◆ Exercise set:
**1)** Summarize the section on linear operators in two sentences.
**2)** Extend the section on linear operators, picking up after its final sentence.

◆ Source excerpt:
···
Skip to main content

Section 8.1 Linear operators

Linear operators are first encountered by students in calculus and differential equations, though not always with that name. Consider the problem
\begin{equation*} y^\prime = f(x) \end{equation*}
which can be written
\begin{equation*} \frac{d}{dx} y = f. \end{equation*}
More generally, we learn that any linear differential equation can be written in the form
\begin{equation*} L y = f \end{equation*}
for the differential operator \(L\text{.}\) When we encounter problems like this the first time, we learn a group of recipes that solve the equation for various classes of \(L\text{,}\) functions \(f\) and sets of boundary conditions.
In another set of classes, the linear algebra sequence, we learn an extensive set of tools for analyzing the matrix problem
\begin{equation*} A x = b \end{equation*}
in terms of the structure of the matrix \(A\text{.}\) For example, we learn that the existence of a solution depends on the columnspace of \(A\) and that the structure of the solution set depends on the nullspace (or kernel, thinking of \(A\) as a function) of \(A\text{.}\)
···
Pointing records
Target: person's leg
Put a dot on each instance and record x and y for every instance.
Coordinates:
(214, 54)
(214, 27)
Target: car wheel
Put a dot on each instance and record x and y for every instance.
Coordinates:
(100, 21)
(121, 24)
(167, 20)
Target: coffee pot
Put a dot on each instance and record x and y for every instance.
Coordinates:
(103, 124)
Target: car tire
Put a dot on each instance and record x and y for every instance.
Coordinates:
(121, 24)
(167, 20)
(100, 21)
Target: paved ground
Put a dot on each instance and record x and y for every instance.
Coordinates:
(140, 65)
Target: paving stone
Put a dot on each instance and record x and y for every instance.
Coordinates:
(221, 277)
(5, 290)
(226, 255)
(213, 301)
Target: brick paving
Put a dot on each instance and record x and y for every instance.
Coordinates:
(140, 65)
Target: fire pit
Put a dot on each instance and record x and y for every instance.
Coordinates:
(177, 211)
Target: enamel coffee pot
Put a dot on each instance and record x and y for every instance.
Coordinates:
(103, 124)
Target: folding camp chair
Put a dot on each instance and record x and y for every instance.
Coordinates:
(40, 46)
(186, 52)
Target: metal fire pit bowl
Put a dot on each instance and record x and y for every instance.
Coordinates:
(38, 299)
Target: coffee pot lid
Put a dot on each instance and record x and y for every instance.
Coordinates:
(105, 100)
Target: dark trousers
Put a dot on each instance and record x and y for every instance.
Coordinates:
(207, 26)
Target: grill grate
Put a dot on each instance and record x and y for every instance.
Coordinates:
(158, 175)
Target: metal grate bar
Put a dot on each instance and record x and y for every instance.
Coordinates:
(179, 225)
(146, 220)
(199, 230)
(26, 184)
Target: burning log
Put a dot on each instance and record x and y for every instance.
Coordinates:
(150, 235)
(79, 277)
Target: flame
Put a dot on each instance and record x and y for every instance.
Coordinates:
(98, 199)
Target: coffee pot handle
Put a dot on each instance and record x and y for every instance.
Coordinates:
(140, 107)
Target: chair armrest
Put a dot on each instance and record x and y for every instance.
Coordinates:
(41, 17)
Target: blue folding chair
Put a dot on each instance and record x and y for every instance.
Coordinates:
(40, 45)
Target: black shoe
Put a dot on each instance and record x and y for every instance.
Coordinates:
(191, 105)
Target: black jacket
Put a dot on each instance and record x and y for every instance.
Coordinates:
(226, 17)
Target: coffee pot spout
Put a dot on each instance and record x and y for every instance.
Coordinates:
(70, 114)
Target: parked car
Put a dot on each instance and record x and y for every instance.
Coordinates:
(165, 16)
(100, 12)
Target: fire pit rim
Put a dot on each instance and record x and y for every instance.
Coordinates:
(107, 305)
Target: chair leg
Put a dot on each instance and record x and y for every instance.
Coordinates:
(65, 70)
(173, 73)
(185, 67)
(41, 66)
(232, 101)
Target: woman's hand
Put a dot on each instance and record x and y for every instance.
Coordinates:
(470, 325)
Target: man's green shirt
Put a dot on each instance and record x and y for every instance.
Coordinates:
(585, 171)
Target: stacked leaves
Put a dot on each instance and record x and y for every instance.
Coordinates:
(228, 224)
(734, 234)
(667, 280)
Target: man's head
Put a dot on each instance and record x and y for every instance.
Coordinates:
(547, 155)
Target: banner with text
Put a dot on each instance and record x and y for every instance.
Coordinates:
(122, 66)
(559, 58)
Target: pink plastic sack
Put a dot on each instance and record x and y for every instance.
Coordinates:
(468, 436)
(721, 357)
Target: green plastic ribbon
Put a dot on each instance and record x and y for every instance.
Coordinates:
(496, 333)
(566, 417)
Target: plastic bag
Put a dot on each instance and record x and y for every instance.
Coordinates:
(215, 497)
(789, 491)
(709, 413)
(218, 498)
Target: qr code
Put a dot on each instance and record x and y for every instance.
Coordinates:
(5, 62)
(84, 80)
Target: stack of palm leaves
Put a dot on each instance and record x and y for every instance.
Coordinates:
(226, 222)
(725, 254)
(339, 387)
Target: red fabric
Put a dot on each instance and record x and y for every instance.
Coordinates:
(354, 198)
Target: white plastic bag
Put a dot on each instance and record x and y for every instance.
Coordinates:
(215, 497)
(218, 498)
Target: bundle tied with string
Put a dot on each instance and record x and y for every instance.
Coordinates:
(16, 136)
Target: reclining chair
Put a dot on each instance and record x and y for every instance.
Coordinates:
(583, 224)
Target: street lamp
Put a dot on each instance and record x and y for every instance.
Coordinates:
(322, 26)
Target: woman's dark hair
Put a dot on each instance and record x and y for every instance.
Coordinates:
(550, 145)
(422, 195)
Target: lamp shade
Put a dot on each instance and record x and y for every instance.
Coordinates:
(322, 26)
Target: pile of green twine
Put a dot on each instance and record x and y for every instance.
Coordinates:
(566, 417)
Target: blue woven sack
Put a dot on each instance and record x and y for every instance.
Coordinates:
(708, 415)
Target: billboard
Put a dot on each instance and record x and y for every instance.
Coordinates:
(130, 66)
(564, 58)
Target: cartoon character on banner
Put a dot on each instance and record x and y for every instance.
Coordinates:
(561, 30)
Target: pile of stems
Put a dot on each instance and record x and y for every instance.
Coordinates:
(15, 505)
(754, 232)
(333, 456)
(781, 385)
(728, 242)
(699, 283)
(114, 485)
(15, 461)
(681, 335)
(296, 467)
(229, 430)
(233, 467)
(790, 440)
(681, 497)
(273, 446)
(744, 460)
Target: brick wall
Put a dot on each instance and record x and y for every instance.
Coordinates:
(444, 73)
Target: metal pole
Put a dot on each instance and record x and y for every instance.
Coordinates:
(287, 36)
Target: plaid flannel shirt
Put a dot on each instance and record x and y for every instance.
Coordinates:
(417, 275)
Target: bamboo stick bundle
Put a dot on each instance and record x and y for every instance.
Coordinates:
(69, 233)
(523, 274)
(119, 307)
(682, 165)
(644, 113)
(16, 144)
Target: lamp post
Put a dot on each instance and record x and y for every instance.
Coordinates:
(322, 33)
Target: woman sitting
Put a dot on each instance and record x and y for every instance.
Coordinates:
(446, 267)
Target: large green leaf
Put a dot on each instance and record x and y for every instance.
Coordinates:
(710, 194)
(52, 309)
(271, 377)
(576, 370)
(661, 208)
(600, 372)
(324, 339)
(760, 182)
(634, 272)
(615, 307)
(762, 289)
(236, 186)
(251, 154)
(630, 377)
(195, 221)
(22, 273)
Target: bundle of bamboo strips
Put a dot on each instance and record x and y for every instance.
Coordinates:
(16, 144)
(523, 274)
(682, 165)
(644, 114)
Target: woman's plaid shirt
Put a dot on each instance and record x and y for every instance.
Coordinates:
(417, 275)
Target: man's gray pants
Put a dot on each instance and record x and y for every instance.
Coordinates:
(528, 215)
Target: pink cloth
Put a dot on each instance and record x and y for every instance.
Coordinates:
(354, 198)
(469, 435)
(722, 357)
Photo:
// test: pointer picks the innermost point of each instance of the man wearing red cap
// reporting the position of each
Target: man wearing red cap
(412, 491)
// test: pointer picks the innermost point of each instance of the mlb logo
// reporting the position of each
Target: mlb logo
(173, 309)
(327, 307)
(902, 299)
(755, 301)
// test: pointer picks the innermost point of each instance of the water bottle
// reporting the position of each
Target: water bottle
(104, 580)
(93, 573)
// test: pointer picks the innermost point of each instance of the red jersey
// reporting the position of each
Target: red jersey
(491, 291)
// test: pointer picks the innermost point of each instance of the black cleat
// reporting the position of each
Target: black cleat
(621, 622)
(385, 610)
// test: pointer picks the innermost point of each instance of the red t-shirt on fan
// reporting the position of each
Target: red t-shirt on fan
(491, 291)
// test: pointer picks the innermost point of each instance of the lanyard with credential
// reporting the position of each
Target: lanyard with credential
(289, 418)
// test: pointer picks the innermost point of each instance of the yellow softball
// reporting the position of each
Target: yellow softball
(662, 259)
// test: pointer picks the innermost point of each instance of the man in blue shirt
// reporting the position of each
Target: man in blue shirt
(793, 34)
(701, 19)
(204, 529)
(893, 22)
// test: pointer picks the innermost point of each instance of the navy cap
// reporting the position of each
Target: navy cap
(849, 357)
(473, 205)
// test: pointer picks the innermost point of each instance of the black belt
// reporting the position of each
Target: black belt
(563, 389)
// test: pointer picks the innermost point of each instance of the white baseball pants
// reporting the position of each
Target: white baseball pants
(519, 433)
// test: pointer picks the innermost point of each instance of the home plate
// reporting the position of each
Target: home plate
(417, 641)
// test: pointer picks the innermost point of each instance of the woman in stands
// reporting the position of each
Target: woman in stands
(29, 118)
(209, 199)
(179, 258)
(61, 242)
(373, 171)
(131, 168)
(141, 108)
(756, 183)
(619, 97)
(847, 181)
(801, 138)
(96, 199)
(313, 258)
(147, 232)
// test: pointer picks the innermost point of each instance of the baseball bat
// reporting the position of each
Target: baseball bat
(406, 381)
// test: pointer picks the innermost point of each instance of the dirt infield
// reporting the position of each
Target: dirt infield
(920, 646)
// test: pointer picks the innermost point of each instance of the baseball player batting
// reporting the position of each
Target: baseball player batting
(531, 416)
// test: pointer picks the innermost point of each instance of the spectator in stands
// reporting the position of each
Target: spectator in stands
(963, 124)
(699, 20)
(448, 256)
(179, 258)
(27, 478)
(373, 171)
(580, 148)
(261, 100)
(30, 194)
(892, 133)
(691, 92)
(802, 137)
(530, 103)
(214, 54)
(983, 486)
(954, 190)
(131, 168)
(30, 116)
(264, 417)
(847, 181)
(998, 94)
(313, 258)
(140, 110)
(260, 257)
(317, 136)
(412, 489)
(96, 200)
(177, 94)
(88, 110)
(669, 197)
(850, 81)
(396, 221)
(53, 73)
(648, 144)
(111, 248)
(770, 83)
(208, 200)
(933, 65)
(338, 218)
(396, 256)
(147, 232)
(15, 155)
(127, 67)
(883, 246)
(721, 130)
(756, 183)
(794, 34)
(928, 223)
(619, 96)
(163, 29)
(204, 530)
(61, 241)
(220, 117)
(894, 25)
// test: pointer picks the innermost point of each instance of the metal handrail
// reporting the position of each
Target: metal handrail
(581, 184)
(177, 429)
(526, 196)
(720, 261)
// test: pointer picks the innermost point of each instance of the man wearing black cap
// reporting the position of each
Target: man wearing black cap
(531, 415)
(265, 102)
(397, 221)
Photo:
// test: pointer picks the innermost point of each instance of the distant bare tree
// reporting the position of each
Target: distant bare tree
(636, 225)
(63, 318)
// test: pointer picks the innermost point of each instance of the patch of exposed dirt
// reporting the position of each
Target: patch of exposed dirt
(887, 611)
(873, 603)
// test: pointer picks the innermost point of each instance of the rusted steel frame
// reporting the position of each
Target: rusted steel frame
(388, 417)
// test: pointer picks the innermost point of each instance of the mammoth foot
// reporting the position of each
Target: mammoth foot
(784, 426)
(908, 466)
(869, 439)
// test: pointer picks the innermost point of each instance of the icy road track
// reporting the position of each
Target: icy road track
···
◆ Results by task:
**1)** Students first meet linear operators in calculus and differential equations, where any linear differential equation can be written as Ly = f for a differential operator L and is solved with recipes suited to various classes of L, functions f and boundary conditions. In the linear algebra sequence, students learn tools for analyzing the matrix problem Ax = b through the structure of A: the existence of a solution depends on its columnspace, and the structure of the solution set depends on its nullspace, or kernel.

**2)**
This chapter will examine the relationship between the matrix situation (in finite dimensions) and the linear operator situation (in infinite dimensions). A surprising amount of structure carries from finite to infinite dimensions.

Definition 8.1.1.

If \(V, W\) are vector spaces over a field \(k\text{,}\) a linear operator from \(V\) to \(W\) is a map \(T:V \to W\) such that
\begin{equation*} T(ax + by) = aT(x) + bT(y), \end{equation*}
for all \(a, b \in k\) and \(x, y \in V\text{.}\)
A linear operator on \(V\) is a linear operator from \(V\) to \(V\text{.}\) (Note: these notes largely follow the same conventions as Axler’s Linear Algebra Done Right. There is a difference here - Axler restricts the term operator to only the space \(\mathcal{L}(V)\) - that is, maps from \(V \to V\text{.}\))
If \(V, W\) are normed spaces, we say that a linear operator \(T:V \to W\) is bounded if there exists a constant \(M \geq 0\) such that
\begin{equation*} \norm{Tx} \leq M \norm{x} \end{equation*}
for all \(x \in V\text{.}\) For a bounded \(T\text{,}\) we define the operator norm (or just norm when there is no ambiguity) of \(T\) to be the non-negative number
\begin{equation*} \norm{T} = \sup{\norm{Tx}:x\in V, \norm{x}\leq 1}. \end{equation*}
The kernel of a linear operator \(T:V\to W\) is the subspace of \(V\) given by \(\{x: Tx = 0\}\text{.}\) The kernel of \(T\) is denoted \(\ker T\text{.}\) The range of \(T\) is the subspace of \(W\) given by \(\{Tx: x \in V\}\text{.}\) The range of \(T\) is denoted \(\ran T\text{.}\)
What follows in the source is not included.